**Source data**

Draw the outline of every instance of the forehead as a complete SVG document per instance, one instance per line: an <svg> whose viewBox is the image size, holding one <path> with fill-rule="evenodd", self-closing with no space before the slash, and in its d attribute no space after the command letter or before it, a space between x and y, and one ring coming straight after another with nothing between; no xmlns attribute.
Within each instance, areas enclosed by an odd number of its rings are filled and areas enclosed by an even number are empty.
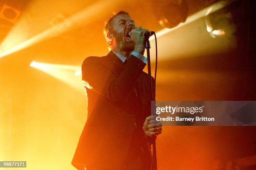
<svg viewBox="0 0 256 170"><path fill-rule="evenodd" d="M126 21L130 21L133 22L133 19L129 15L126 14L120 14L113 18L113 23L118 24L118 22L121 20L125 20Z"/></svg>

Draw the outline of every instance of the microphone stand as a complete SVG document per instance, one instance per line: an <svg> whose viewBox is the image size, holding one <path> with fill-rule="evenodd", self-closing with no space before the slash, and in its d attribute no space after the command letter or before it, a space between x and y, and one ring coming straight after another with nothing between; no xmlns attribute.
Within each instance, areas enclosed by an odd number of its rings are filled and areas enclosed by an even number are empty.
<svg viewBox="0 0 256 170"><path fill-rule="evenodd" d="M147 50L147 58L148 58L148 80L149 81L149 89L150 89L150 99L151 101L153 101L153 90L152 85L152 79L151 78L151 68L150 62L150 42L149 42L149 36L146 36L145 37L146 40L146 48ZM156 162L156 138L155 136L153 137L153 156L152 162L151 166L151 170L157 170L157 164Z"/></svg>

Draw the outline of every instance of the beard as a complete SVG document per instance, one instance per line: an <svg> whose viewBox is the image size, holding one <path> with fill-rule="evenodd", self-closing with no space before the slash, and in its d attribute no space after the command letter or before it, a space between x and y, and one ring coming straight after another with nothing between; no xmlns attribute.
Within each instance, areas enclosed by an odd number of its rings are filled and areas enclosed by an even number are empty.
<svg viewBox="0 0 256 170"><path fill-rule="evenodd" d="M120 47L120 50L127 52L134 50L135 44L133 41L126 40L125 37L122 33L114 32L113 35L116 40L117 46Z"/></svg>

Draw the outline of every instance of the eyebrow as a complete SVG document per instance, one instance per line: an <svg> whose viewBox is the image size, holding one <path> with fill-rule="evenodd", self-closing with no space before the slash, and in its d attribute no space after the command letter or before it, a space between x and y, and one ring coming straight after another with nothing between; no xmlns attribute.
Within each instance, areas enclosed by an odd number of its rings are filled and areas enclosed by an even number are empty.
<svg viewBox="0 0 256 170"><path fill-rule="evenodd" d="M125 22L126 22L127 20L124 20L123 19L120 19L120 20L119 20L118 21L118 22L120 22L121 21L125 21ZM135 23L134 21L133 21L133 20L130 20L130 21L132 22L133 22Z"/></svg>

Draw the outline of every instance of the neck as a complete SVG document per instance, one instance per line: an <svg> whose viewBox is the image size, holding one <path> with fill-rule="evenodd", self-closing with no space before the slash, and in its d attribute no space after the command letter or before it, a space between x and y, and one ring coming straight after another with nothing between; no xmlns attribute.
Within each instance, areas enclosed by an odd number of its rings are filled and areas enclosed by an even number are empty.
<svg viewBox="0 0 256 170"><path fill-rule="evenodd" d="M128 58L130 56L130 53L131 52L131 51L124 51L118 49L118 48L114 48L112 49L112 51L114 52L119 53L126 58Z"/></svg>

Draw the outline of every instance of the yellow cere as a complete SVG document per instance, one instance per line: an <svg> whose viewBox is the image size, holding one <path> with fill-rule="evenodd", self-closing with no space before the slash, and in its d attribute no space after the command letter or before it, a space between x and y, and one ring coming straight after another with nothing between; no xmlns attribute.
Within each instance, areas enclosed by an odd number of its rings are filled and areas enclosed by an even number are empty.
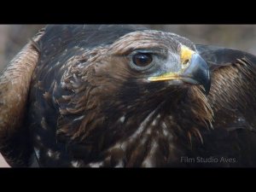
<svg viewBox="0 0 256 192"><path fill-rule="evenodd" d="M195 54L194 50L191 50L189 48L182 45L180 49L180 58L181 58L181 62L183 64L186 64L187 61L189 61L193 54Z"/></svg>
<svg viewBox="0 0 256 192"><path fill-rule="evenodd" d="M148 79L149 81L166 81L166 80L172 80L172 79L180 79L180 76L177 73L167 73L157 77L150 77Z"/></svg>

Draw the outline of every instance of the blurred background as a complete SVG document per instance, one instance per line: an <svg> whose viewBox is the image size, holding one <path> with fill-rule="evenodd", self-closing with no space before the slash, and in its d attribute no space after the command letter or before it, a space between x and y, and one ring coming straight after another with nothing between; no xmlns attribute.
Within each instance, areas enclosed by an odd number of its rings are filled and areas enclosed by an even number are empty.
<svg viewBox="0 0 256 192"><path fill-rule="evenodd" d="M144 25L186 37L195 44L230 47L256 55L256 25ZM43 25L0 25L0 71Z"/></svg>
<svg viewBox="0 0 256 192"><path fill-rule="evenodd" d="M186 37L195 44L212 44L256 55L256 25L144 25ZM0 71L43 25L0 25ZM0 167L6 166L0 154Z"/></svg>

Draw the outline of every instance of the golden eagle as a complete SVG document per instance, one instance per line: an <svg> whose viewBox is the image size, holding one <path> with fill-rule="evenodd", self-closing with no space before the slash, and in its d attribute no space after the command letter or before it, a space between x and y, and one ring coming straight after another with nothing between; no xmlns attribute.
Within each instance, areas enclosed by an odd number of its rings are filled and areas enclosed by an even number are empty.
<svg viewBox="0 0 256 192"><path fill-rule="evenodd" d="M48 26L0 74L12 166L255 166L256 57L121 25Z"/></svg>

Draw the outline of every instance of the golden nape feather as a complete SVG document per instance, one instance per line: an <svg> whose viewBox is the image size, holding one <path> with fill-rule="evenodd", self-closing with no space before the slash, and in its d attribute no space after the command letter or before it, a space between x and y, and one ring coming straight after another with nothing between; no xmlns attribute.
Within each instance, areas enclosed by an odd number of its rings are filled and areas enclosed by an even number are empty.
<svg viewBox="0 0 256 192"><path fill-rule="evenodd" d="M47 26L1 73L0 152L11 166L256 166L255 65L138 26Z"/></svg>

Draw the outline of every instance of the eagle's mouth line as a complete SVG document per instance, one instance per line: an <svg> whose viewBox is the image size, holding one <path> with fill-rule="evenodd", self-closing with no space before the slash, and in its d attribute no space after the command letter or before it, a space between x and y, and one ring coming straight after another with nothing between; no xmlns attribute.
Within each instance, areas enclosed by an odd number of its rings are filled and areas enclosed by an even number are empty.
<svg viewBox="0 0 256 192"><path fill-rule="evenodd" d="M192 84L198 84L199 82L194 79L191 77L181 75L178 73L167 73L160 76L156 76L156 77L149 77L148 79L151 82L155 82L155 81L168 81L168 80L182 80L185 83Z"/></svg>

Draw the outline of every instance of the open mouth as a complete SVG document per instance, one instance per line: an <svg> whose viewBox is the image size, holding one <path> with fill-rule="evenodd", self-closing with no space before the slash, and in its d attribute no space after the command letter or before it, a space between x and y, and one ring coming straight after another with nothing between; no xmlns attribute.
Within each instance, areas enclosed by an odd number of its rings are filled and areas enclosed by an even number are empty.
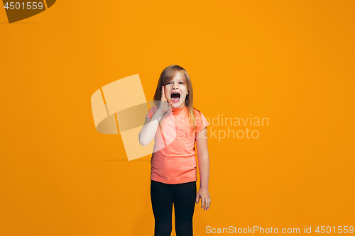
<svg viewBox="0 0 355 236"><path fill-rule="evenodd" d="M178 92L173 92L170 95L171 101L173 103L177 103L180 101L180 95Z"/></svg>

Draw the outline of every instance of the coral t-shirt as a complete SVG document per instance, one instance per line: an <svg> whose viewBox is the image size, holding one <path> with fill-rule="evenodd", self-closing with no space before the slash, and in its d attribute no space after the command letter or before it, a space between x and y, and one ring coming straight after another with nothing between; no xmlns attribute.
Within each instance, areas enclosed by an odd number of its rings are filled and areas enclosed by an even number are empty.
<svg viewBox="0 0 355 236"><path fill-rule="evenodd" d="M146 116L151 118L157 110L152 107ZM182 184L197 180L195 150L196 134L209 123L194 108L196 130L187 108L171 108L162 116L154 138L151 179L165 184Z"/></svg>

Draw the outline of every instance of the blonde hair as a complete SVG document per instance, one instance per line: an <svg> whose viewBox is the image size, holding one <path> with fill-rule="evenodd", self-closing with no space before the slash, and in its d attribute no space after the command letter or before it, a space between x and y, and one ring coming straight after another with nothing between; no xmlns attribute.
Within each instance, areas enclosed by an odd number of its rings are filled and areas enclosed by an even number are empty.
<svg viewBox="0 0 355 236"><path fill-rule="evenodd" d="M164 70L161 72L159 81L158 82L155 94L154 94L153 98L154 103L157 107L159 107L159 103L161 100L161 86L165 86L168 82L174 79L178 72L180 72L182 75L184 83L186 84L187 91L189 92L189 94L186 96L185 105L187 108L189 123L190 122L190 119L192 120L192 130L195 131L196 130L196 118L194 113L194 110L197 112L200 112L200 111L193 107L194 94L192 91L192 84L191 83L189 74L184 68L177 64L173 64L164 69Z"/></svg>

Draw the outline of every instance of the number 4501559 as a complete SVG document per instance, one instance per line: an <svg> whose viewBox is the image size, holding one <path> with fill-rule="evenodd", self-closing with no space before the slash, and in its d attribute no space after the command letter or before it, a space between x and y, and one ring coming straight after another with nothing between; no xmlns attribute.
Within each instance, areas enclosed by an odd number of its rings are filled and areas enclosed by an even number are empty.
<svg viewBox="0 0 355 236"><path fill-rule="evenodd" d="M320 226L318 226L317 227L317 229L315 230L315 232L317 232L317 233L322 233L324 234L324 232L327 232L327 233L330 233L332 232L334 232L334 233L351 233L352 234L354 232L354 226L349 226L349 230L348 230L348 226L338 226L338 228L337 229L334 227L332 227L330 226L320 226Z"/></svg>
<svg viewBox="0 0 355 236"><path fill-rule="evenodd" d="M26 10L26 9L27 9L27 10L40 9L40 10L43 8L43 4L41 2L28 1L26 4L25 4L24 2L23 2L23 3L19 3L19 2L10 2L10 3L9 3L9 2L6 2L6 4L5 4L5 6L4 7L6 8L6 9L11 9L11 10L13 10L13 9L17 9L17 10L18 10L18 9L23 9L23 10Z"/></svg>

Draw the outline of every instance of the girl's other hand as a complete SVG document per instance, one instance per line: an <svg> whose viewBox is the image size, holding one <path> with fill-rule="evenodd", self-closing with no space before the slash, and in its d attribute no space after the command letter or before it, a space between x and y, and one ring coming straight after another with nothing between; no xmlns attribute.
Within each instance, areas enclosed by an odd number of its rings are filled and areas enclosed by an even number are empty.
<svg viewBox="0 0 355 236"><path fill-rule="evenodd" d="M162 87L162 89L161 89L161 99L160 99L160 102L159 103L159 107L158 108L158 109L162 113L165 113L170 108L171 106L173 105L173 102L171 102L171 101L170 103L168 102L168 99L166 99L166 96L165 96L165 92L164 91L164 86L162 86L161 87Z"/></svg>
<svg viewBox="0 0 355 236"><path fill-rule="evenodd" d="M209 209L209 206L211 206L211 196L209 196L208 189L200 189L196 195L196 204L198 204L200 198L201 198L201 209L204 209L204 210Z"/></svg>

**What is expected**
Reproduce exactly the line that holds "Draw the outline of every instance of the girl's", then every line after it, ending with the final line of the records above.

**Result of this exercise**
Draw the outline of every instance of the girl's other hand as a complete SVG document per instance, one instance per line: an <svg> whose viewBox is the image size, holding one <path> with fill-rule="evenodd", self-closing with no space before the slash, and in its d attribute no space after the command letter or before it, a space between x and y, and one ring coming straight after another with nothing between; no xmlns attribute.
Within each instance, areas enclosed by an odd number of its rings are filled and areas enclosed by an even number are empty.
<svg viewBox="0 0 355 236"><path fill-rule="evenodd" d="M162 87L162 89L161 89L161 99L160 99L160 102L159 103L159 107L158 108L158 109L162 113L165 113L170 108L171 106L173 105L173 102L171 102L171 101L170 103L168 102L168 99L166 99L166 96L165 96L165 92L164 91L164 86L162 86L161 87Z"/></svg>
<svg viewBox="0 0 355 236"><path fill-rule="evenodd" d="M209 209L209 206L211 206L211 196L209 196L208 189L200 189L196 195L196 204L198 204L200 198L201 198L201 209L204 209L204 210Z"/></svg>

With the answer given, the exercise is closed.